Obiettivo dell'esercizio: Ricopia dal testo sulla gara degli Alberghieri del Lazio tutto ciò che va da "Sabato 7 aprile, dalle" fino a "Tenuta Tre Cancelli).".

Brano di testo:
Sabato 7 aprile, dalle ore 8 alle 14, i migliori studenti degli Alberghieri del Lazio, futuri chef e maître, sono stati impegnati nella preparazione di piatti realizzati con prodotti tipici del territorio, che hanno dovuto poi esporre e  presentare con un vino in abbinamento (il Bianco Chardonnay “Zio Carlo” prodotto dalla Tenuta Tre Cancelli).
A coordinare l’iniziativa  il Prof. Renato D’Aloia, Docente di Ricevimento e Accoglienza Turistica dell’Istituto di via Federici.
“Siamo orgogliosi di ospitare questa prestigiosa competizione – ha affermato la Prof.ssa Valeria Mollo, Vicepreside dell’Alberghiero di Ladispoli – che dimostra gli ottimi risultati di una sinergia efficace fra il mondo della formazione e quello delle realtà imprenditoriali di successo del territorio”.
“L’Istituto Alberghiero rappresenta da sempre un punto di riferimento per la comunità di Ladispoli. – ha aggiunto la Prof.ssa Sara Leonardi, Docente di Economia e Gestione delle Aziende Ristorative e Fiduciaria dell’Istituto di via Federici – E’ nostro dovere di educatori valorizzare e far conoscere agli studenti le realtà produttive locali, soprattutto quelle che hanno contribuito a scrivere la storia del territorio, mettendo al centro i temi dell’ecosostenibilità, della cultura alimentare e ambientale”.

(Voci di dati estratte)

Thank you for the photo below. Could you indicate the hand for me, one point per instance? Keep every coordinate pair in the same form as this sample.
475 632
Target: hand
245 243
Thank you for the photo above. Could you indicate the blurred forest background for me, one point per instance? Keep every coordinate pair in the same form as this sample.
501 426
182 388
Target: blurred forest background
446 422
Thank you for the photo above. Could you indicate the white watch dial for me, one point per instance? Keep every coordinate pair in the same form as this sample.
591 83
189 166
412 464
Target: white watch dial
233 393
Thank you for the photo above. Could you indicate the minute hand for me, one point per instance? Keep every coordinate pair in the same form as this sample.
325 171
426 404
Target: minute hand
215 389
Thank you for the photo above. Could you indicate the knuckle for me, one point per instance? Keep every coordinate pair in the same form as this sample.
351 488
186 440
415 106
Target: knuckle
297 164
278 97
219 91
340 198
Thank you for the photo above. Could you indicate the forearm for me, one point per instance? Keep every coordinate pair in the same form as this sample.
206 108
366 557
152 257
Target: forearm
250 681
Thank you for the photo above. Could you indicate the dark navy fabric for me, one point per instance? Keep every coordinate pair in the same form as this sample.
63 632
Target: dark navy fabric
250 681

Soluzione:
Sabato 7 aprile, dalle ore 8 alle 14, i migliori studenti degli Alberghieri del Lazio, futuri chef e maître, sono stati impegnati nella preparazione di piatti realizzati con prodotti tipici del territorio, che hanno dovuto poi esporre e  presentare con un vino in abbinamento (il Bianco Chardonnay “Zio Carlo” prodotto dalla Tenuta Tre Cancelli).